## Begin Records provided
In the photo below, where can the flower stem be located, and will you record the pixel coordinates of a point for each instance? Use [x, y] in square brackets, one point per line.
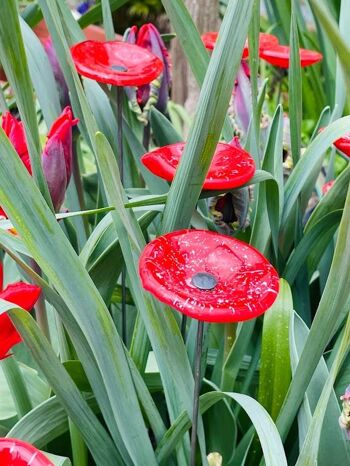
[197, 385]
[120, 95]
[40, 308]
[17, 386]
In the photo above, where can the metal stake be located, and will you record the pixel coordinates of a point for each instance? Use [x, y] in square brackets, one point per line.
[197, 385]
[120, 96]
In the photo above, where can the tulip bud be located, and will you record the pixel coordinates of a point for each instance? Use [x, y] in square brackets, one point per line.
[57, 72]
[15, 132]
[56, 158]
[157, 92]
[150, 39]
[242, 97]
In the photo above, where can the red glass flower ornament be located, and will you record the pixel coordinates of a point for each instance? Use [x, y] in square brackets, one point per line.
[117, 63]
[208, 276]
[14, 452]
[231, 166]
[343, 144]
[265, 41]
[279, 56]
[25, 296]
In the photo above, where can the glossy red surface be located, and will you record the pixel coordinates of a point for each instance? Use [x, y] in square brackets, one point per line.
[117, 63]
[247, 284]
[343, 144]
[231, 166]
[14, 452]
[265, 41]
[25, 296]
[279, 56]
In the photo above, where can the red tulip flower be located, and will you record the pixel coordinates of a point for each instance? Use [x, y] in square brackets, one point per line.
[57, 155]
[15, 132]
[24, 296]
[208, 276]
[230, 168]
[343, 144]
[14, 452]
[149, 38]
[265, 41]
[279, 56]
[117, 63]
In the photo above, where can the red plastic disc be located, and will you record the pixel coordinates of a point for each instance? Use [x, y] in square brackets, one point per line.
[265, 41]
[343, 144]
[208, 276]
[279, 56]
[117, 63]
[231, 166]
[14, 452]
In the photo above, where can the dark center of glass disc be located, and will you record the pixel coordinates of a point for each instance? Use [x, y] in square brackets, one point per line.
[204, 281]
[119, 68]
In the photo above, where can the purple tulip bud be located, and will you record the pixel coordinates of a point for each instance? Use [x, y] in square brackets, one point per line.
[58, 74]
[57, 157]
[148, 37]
[130, 35]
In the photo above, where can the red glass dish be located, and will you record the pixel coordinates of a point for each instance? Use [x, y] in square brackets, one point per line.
[343, 144]
[265, 41]
[25, 296]
[231, 166]
[236, 282]
[14, 452]
[117, 63]
[279, 56]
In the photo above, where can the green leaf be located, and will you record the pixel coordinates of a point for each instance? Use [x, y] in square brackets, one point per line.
[295, 87]
[275, 371]
[312, 246]
[211, 111]
[46, 422]
[52, 251]
[14, 61]
[333, 200]
[266, 429]
[307, 169]
[333, 443]
[159, 322]
[37, 388]
[334, 304]
[92, 431]
[163, 131]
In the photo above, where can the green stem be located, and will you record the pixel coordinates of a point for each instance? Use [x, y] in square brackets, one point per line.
[77, 181]
[40, 308]
[16, 385]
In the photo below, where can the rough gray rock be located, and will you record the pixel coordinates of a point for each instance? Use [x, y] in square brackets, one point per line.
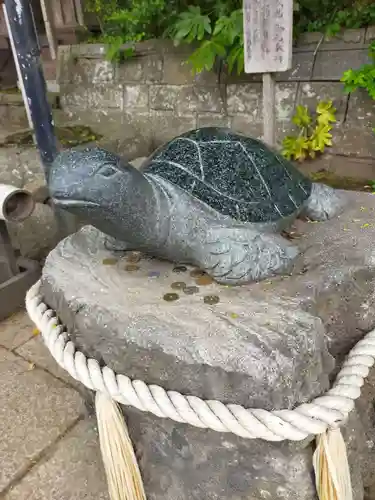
[262, 345]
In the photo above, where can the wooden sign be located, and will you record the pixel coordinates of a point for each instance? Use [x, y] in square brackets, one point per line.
[268, 35]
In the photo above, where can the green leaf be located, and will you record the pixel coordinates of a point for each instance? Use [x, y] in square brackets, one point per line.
[321, 137]
[295, 147]
[204, 57]
[191, 25]
[302, 117]
[326, 113]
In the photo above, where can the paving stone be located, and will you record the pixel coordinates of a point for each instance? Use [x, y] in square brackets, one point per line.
[72, 472]
[16, 330]
[35, 351]
[36, 409]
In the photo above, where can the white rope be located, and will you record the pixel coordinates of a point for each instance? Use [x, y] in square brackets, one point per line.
[307, 419]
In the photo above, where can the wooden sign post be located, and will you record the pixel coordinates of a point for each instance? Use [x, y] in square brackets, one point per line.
[268, 39]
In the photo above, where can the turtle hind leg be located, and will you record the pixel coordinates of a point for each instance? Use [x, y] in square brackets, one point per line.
[237, 255]
[324, 203]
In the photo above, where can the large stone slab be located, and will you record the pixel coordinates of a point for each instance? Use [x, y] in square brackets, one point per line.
[265, 345]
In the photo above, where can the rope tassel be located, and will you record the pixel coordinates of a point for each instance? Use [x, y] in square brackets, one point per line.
[120, 463]
[332, 474]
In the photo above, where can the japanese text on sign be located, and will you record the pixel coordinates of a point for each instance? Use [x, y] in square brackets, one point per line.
[268, 26]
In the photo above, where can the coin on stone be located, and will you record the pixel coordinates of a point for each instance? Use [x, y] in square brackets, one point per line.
[196, 273]
[134, 257]
[154, 274]
[180, 269]
[178, 285]
[131, 268]
[170, 297]
[211, 299]
[109, 262]
[204, 280]
[191, 290]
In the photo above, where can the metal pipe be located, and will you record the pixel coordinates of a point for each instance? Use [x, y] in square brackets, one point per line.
[22, 31]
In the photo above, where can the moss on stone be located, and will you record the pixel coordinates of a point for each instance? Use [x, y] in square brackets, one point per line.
[69, 136]
[341, 182]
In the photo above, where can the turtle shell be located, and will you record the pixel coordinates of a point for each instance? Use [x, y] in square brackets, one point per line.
[235, 175]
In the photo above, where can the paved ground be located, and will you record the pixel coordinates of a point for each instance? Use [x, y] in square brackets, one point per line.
[49, 445]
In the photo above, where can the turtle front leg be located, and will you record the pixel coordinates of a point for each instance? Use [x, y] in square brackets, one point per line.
## End Records provided
- Stated problem: Without including any pictures, output all the entries above exactly.

- Reply to the exercise:
In the photo below, where can the flower stem be located, and will you record the pixel coordinates of a point for each instance? Use [x, y] in square brackets, one point per line.
[197, 385]
[120, 95]
[40, 308]
[17, 386]
In the photo above, where can the metal stake be located, and will you record the pixel coordinates of a point for each instance? Use [x, y] in square brackets, one point per line.
[197, 385]
[120, 96]
In the photo above, where can the tulip bud be located, and will you record the pixel coordinates of a point for each instance? Use [x, y] in square brackets, one point per line.
[57, 72]
[15, 132]
[56, 158]
[157, 92]
[150, 39]
[242, 97]
In the photo above, where can the red glass flower ornament be located, and will you record the pixel coordinates of a point for each instance? Use [x, y] in square brackets, one point per line.
[117, 63]
[208, 276]
[14, 452]
[231, 166]
[343, 144]
[265, 41]
[279, 56]
[25, 296]
In the photo above, where can the glossy red surface be located, and will you record the pixel coordinates of a point for each instance? Use [x, y] in square brackets, one point per line.
[117, 63]
[247, 284]
[343, 144]
[231, 166]
[14, 452]
[265, 41]
[25, 296]
[279, 56]
In the photo above, where can the red tulip flower be located, and will you record the pixel coordinates of a point for each instance? Use [x, y] in square brackets, one point per line.
[57, 155]
[15, 132]
[24, 296]
[208, 276]
[230, 168]
[343, 144]
[14, 452]
[149, 38]
[265, 41]
[279, 56]
[117, 63]
In the photo above, where can the red plastic disc be located, and will you record the pixel coordinates of a point for each instance? Use [x, y] in square brackets, one point per line.
[265, 41]
[343, 144]
[208, 276]
[279, 56]
[117, 63]
[231, 166]
[14, 452]
In the photo above, where can the dark center of glass disc be located, and will you record the pixel coordinates of a point for each instance? Use [x, y] in square brackets, one point per line.
[204, 281]
[119, 68]
In the photo above, where can the purple tulip bud be located, and will you record the pixel coordinates of a point for each instance? Use [x, y] in square brackets, one point per line.
[58, 74]
[57, 157]
[148, 37]
[130, 35]
In the photo above, where can the red glass dish be located, and will you record the pixel coordinates of a point for each instance? Use [x, y] in square brackets, one point per line.
[343, 144]
[265, 41]
[25, 296]
[231, 166]
[236, 282]
[14, 452]
[117, 63]
[279, 56]
In the photo above, where can the green leaf be located, and will you record the pixel coordinates of a point for each instance? Use [x, y] in square brackets, one point per line.
[295, 87]
[275, 371]
[312, 246]
[211, 111]
[46, 422]
[52, 251]
[14, 61]
[333, 200]
[266, 429]
[307, 169]
[333, 443]
[159, 322]
[37, 388]
[334, 304]
[92, 431]
[163, 131]
In the photo above, where can the green stem be located, and will you record the pixel coordinates of a point for each instance? Use [x, y] in square brackets, one point per line.
[77, 181]
[40, 308]
[16, 385]
In the photo below, where can the rough gray rock be located, and will you record the pixel coordinates of a point for each instance? Use [x, y] in square brackets, one point per line.
[262, 345]
In the photo above, where can the wooden sign be located, and will you record the pixel coordinates of a point for each instance? Use [x, y] in square brackets, one point per line.
[268, 35]
In the photo above, where can the green leaf be located, and will you record the pixel coordinates of a point for each instance? Use [x, y] in square brackets, one point per line.
[321, 137]
[295, 147]
[204, 57]
[191, 25]
[302, 117]
[326, 113]
In the photo above, where can the paving stone be located, and will you record the pixel coordinates of a point for each instance? Use [x, y] in square brackets, one point per line.
[72, 472]
[16, 330]
[35, 351]
[36, 409]
In the photo above, where can the white rope be located, and will you record the pixel coordinates of a point for each instance? Use [x, y] in square brackets, one point per line.
[307, 419]
In the photo above, where can the wooden sign post be located, and will you record the pixel coordinates of a point for each instance? Use [x, y] in square brackets, one point per line.
[268, 39]
In the photo above, where can the turtle hind leg be located, and will you record the pixel coordinates of a point for each instance? Use [x, y] in square brackets, one point per line.
[237, 255]
[324, 203]
In the photo above, where can the large stone slab be located, and will you record the pixel coordinates of a point for each instance? Use [x, y] in square brackets, one point per line.
[265, 345]
In the photo above, where can the rope tassel be located, and will you record the pixel coordinates of a point for each instance? Use [x, y] in square brackets, one point per line.
[120, 463]
[332, 474]
In the photo above, where can the japanese text on sign be located, and will you record the pixel coordinates of a point for each instance? Use [x, y] in square brackets, one point per line.
[268, 26]
In the photo above, where can the coin on stone be located, and will you record the pixel coordinates of a point for each instance? Use [x, y] in square brackets, one point per line.
[196, 273]
[134, 257]
[154, 274]
[180, 269]
[178, 285]
[131, 268]
[170, 297]
[211, 299]
[109, 262]
[204, 280]
[191, 290]
In the photo above, where can the metal pipe be located, and will you record the pixel coordinates of a point for each instance? Use [x, y] in square brackets, one point per line.
[22, 31]
In the photo above, where can the moss on stone be located, and will you record the pixel coordinates of a point for each instance? Use [x, y] in square brackets, one point per line.
[69, 136]
[341, 182]
In the photo above, where can the turtle shell be located, and will you record the pixel coordinates of a point for each instance? Use [x, y] in square brackets, one point per line.
[235, 175]
In the photo above, where can the paved ground be located, and will you record the pixel coordinates of a point for each instance? Use [x, y] in square brackets, one point per line.
[49, 445]
In the photo above, where can the turtle front leg be located, and will you record the pixel coordinates of a point for each instance? Use [x, y] in square brackets, one point per line.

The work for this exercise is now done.